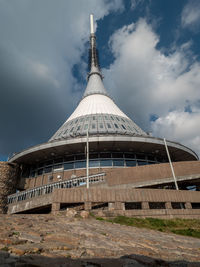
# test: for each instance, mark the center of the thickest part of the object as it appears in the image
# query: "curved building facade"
(116, 143)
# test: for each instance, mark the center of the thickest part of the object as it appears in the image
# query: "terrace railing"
(49, 188)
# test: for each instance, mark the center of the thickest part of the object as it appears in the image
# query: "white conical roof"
(96, 112)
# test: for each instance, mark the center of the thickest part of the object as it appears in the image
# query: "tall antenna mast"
(93, 53)
(91, 24)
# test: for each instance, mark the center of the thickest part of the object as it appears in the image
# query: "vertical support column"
(145, 205)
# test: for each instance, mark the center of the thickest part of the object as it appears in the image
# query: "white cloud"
(181, 126)
(190, 17)
(39, 45)
(135, 3)
(146, 81)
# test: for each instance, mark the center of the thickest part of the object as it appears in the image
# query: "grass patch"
(186, 227)
(4, 249)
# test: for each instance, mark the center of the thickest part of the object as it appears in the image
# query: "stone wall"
(9, 173)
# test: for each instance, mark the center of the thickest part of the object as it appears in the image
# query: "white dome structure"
(96, 113)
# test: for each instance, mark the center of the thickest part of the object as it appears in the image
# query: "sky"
(149, 54)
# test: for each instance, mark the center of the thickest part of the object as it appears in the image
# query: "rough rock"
(43, 240)
(84, 214)
(71, 213)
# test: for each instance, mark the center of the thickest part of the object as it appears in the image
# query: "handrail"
(49, 188)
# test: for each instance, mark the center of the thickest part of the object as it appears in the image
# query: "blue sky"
(149, 54)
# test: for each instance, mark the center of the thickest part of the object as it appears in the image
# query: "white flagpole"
(172, 169)
(87, 162)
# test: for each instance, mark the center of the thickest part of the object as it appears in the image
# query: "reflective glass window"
(118, 162)
(58, 166)
(48, 169)
(130, 163)
(94, 155)
(69, 166)
(40, 171)
(68, 158)
(94, 163)
(117, 155)
(59, 160)
(106, 162)
(49, 162)
(129, 155)
(151, 162)
(140, 163)
(151, 157)
(105, 155)
(80, 164)
(81, 156)
(140, 156)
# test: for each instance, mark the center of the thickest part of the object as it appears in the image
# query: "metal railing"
(49, 188)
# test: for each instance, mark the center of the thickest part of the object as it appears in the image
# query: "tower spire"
(95, 77)
(93, 52)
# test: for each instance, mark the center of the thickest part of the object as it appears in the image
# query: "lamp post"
(87, 160)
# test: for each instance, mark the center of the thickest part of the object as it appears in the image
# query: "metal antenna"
(93, 64)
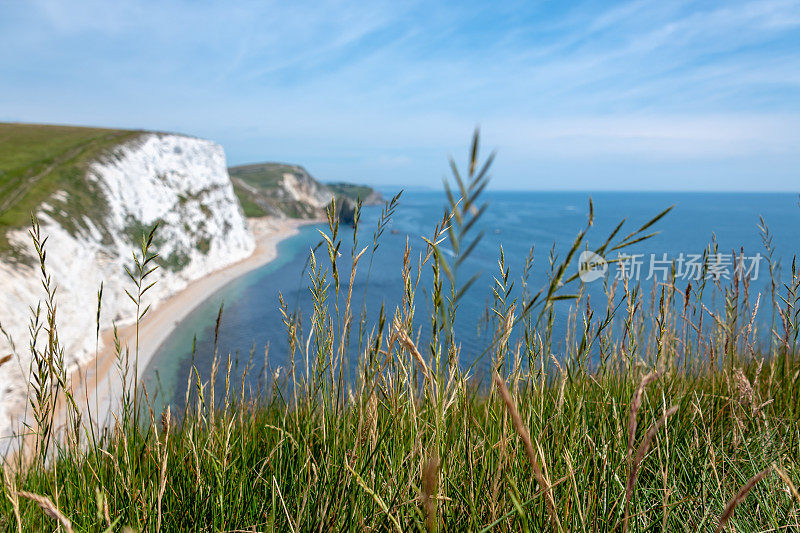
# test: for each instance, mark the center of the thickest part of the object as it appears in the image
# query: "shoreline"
(97, 385)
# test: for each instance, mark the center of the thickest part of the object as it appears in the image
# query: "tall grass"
(656, 412)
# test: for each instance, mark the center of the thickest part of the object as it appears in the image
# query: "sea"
(537, 225)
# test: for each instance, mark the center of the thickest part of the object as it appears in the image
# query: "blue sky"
(587, 95)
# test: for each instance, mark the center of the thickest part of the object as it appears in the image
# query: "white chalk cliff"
(179, 182)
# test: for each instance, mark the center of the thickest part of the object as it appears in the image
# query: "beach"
(97, 384)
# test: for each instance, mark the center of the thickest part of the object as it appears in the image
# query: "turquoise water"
(517, 220)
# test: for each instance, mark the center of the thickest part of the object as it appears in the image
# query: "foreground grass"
(644, 420)
(364, 467)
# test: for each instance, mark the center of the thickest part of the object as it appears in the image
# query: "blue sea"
(546, 222)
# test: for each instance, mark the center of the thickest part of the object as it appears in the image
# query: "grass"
(38, 160)
(659, 414)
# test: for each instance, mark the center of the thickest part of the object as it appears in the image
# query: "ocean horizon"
(543, 221)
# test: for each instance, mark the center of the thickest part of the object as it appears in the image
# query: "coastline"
(97, 385)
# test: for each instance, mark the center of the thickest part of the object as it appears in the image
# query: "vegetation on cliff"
(37, 161)
(659, 411)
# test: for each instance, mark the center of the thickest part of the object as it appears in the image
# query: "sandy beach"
(97, 385)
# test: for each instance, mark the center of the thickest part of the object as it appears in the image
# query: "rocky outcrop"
(177, 182)
(277, 189)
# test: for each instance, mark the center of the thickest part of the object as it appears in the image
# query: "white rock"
(180, 182)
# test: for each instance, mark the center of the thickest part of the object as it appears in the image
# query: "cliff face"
(280, 190)
(181, 183)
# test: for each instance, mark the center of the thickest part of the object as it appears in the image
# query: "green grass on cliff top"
(38, 160)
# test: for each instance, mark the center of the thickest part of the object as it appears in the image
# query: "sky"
(601, 95)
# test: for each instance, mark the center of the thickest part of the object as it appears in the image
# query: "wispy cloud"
(383, 93)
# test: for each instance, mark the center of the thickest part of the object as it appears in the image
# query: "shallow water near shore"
(515, 220)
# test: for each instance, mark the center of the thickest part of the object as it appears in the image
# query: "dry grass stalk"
(636, 403)
(786, 479)
(739, 498)
(522, 430)
(11, 494)
(166, 421)
(46, 505)
(641, 452)
(430, 484)
(409, 345)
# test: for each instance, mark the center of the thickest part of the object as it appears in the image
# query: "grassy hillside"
(38, 160)
(655, 413)
(262, 190)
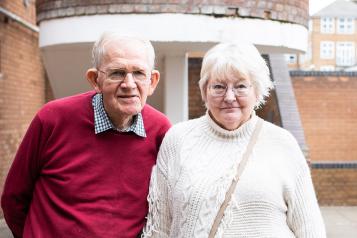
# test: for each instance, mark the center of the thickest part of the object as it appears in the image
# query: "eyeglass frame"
(126, 73)
(250, 87)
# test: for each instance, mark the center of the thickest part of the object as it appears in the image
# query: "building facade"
(23, 81)
(332, 40)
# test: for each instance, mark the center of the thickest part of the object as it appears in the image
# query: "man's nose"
(128, 81)
(229, 96)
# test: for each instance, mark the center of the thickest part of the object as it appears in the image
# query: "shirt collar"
(102, 122)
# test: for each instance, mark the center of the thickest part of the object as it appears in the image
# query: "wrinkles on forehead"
(126, 49)
(227, 73)
(119, 53)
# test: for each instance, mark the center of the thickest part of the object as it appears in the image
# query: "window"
(327, 50)
(345, 53)
(290, 59)
(327, 68)
(345, 25)
(327, 25)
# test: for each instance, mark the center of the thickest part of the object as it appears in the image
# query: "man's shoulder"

————————

**EXERCISE AIM**
Repeat the data exactly, dropping every picture it holds.

**OUTPUT FOR THIS TASK**
# test: for each instance, mark the center of the thickest part of the object as it appears in the image
# query: "curved building facade"
(116, 143)
# test: for each instance, mark the center of the thickest part of the object as it appears in the image
# query: "terrace railing"
(49, 188)
# test: for each instance, mark the center of the thickest part of the object as it appears in the image
# query: "white conical roof"
(96, 112)
# test: for each instance, mark the center of the thickest part of the object as it appears in the image
# query: "tall antenna mast"
(93, 53)
(91, 24)
# test: for each instance, mark the center of the thickest part of the object as it appears in the image
# query: "vertical support column"
(145, 205)
# test: for each instance, mark the center of the thickest part of the object as it appears in the image
# query: "white cloud"
(181, 126)
(190, 17)
(39, 45)
(135, 3)
(146, 81)
# test: for each instance, mark the center of the thickest part of the object as it appears in the image
# query: "grass patch"
(186, 227)
(4, 249)
# test: for each instance, mark the center of the thickest part of the object as it appears in the image
# query: "stone wall"
(9, 173)
# test: for each instance, mark the center of the thickest part of the object as it appears in the image
# query: "white dome structure"
(96, 113)
# test: for each instance, mark the center of the thickest part of the object as it appears in the image
# query: "sky"
(149, 54)
# test: for each instance, mark the center of the thickest part of the object as it appears in the image
# query: "rough rock"
(43, 240)
(84, 214)
(71, 213)
# test: for each instance, mark the center of the thickest part of the object as it appears in the image
# query: "handrail"
(49, 188)
# test: for each instance, mark the center of the thickest part of the object as it appears in the image
# query: "blue sky"
(149, 54)
# test: for each instance, mark the center of the thickest part of the object as it appears in the image
# query: "white flagpole"
(172, 169)
(87, 162)
# test: for each instance, mark the center of the thickest part of the object as it appears in the image
# query: "reflective glass window"
(118, 162)
(58, 166)
(48, 169)
(130, 163)
(94, 155)
(69, 166)
(40, 171)
(68, 158)
(94, 163)
(117, 155)
(59, 160)
(106, 162)
(49, 162)
(129, 155)
(151, 162)
(140, 163)
(151, 157)
(105, 155)
(80, 164)
(81, 156)
(140, 156)
# test: for each instance, mark the center of the thickest part of the object as it appears in the image
# query: "metal railing"
(49, 188)
# test: for each instance, mark the center of the thickest part of the object as it appears in the image
# query: "tower spire"
(95, 77)
(93, 52)
# test: for each instance, mark the center of the thickest part of the object as it appears in the image
# query: "lamp post"
(87, 160)
# test: for each instance, mark the center of the thickest part of the object as it appears in the image
# query: "metal antenna"
(93, 64)
# test: for each instance, mark the center of the thickest part of the object as it appears in the image
# query: "shoreline"
(97, 385)
# test: for each instance, mark the center of the thickest part of the object as it appears in the image
# query: "tall grass"
(656, 412)
# test: for each instance, mark the center of the thickest part of the object as it appears in the image
# query: "sea"
(537, 225)
# test: for each instance, mark the center of the thickest part of the object as it appears in the image
# query: "blue sky"
(587, 95)
# test: for each instance, mark the center of the thickest part of the object as it appears in the image
# query: "white chalk cliff"
(179, 182)
# test: for each instance, mark the center of the thickest part of the object as it appears in the image
# query: "beach"
(97, 384)
# test: for each instance, mark the center of the thickest part of the object as it appears in the image
# query: "turquoise water"
(517, 220)
# test: for each instance, mark the center of the thickest part of the object as it appears in the image
# query: "foreground grass"
(644, 420)
(364, 467)
# test: for each instance, mark the center of the thickest part of the object as it appears in the image
# query: "blue sea"
(546, 222)
# test: for each instance, mark the center of the thickest part of the object as it appears in the image
# query: "grass"
(38, 160)
(659, 414)
# test: for each instance, mark the center of the thickest part of the object as it appears in the image
# query: "ocean horizon"
(543, 221)
# test: for each instance, mark the center of the thickest part of the object as it appears in the image
# query: "coastline"
(97, 385)
# test: for each instance, mark the center of the thickest part of the object as it appears in the image
# query: "vegetation on cliff"
(37, 161)
(659, 411)
# test: for each instance, mark the center of the thickest part of the object as it appears in the image
# query: "sandy beach"
(97, 385)
# test: for each instance, mark the center of the thickest part of the object as it appears in the image
# query: "rocky outcrop"
(177, 182)
(277, 189)
# test: for each instance, mark the center of the thickest part of the object as it appears in the image
# query: "white rock"
(180, 182)
# test: for each instance, mark the center of the thickest part of the object as it appears in the image
# query: "cliff face"
(280, 190)
(181, 183)
# test: for each instance, mark the center of the thickest part of the object as it appears in the image
# query: "green grass on cliff top"
(38, 160)
# test: for each instance, mark the center of the thickest part of the object as it appears in the image
# query: "sky"
(601, 95)
# test: for each instance, mark the center of the thickest part of the object as it appears in the image
# query: "wispy cloud"
(383, 93)
# test: for each instance, mark the center of the thickest part of the object as it appears in the image
# query: "shallow water near shore"
(515, 220)
# test: for each instance, mark the center of the thickest part of the object as it appears in the image
# query: "dry grass stalk"
(636, 403)
(786, 479)
(739, 498)
(522, 430)
(11, 494)
(166, 421)
(46, 505)
(641, 452)
(430, 484)
(409, 345)
# test: for each instance, mark the center of the thickest part of the object as it appears in the image
# query: "grassy hillside"
(38, 160)
(655, 413)
(262, 190)
# test: for each instance, mark the center of the thickest part of the object as it appears in the image
# query: "eyeglass frame"
(126, 73)
(250, 87)
# test: for each instance, mark the center of the thickest part of the object as it appears in the image
# query: "building facade"
(23, 81)
(332, 40)
# test: for each instance, mark the center of the thickest part of the object as it appears in the image
# query: "man's nose"
(128, 81)
(229, 96)
# test: for each instance, mark the center of the thickest part of the object as it appears in the image
# query: "shirt collar"
(102, 122)
# test: for each instance, mark the center of the thickest part of the object as it appears in the image
# query: "wrinkles on forehead"
(126, 49)
(227, 73)
(119, 53)
# test: for each instance, mark the center of the thickest part of the object as it appears in the image
# query: "window"
(327, 50)
(345, 53)
(290, 59)
(327, 68)
(345, 25)
(327, 25)
# test: for each instance, mark the center of the thickest part of the object as it appears in the image
# query: "man's shoulder"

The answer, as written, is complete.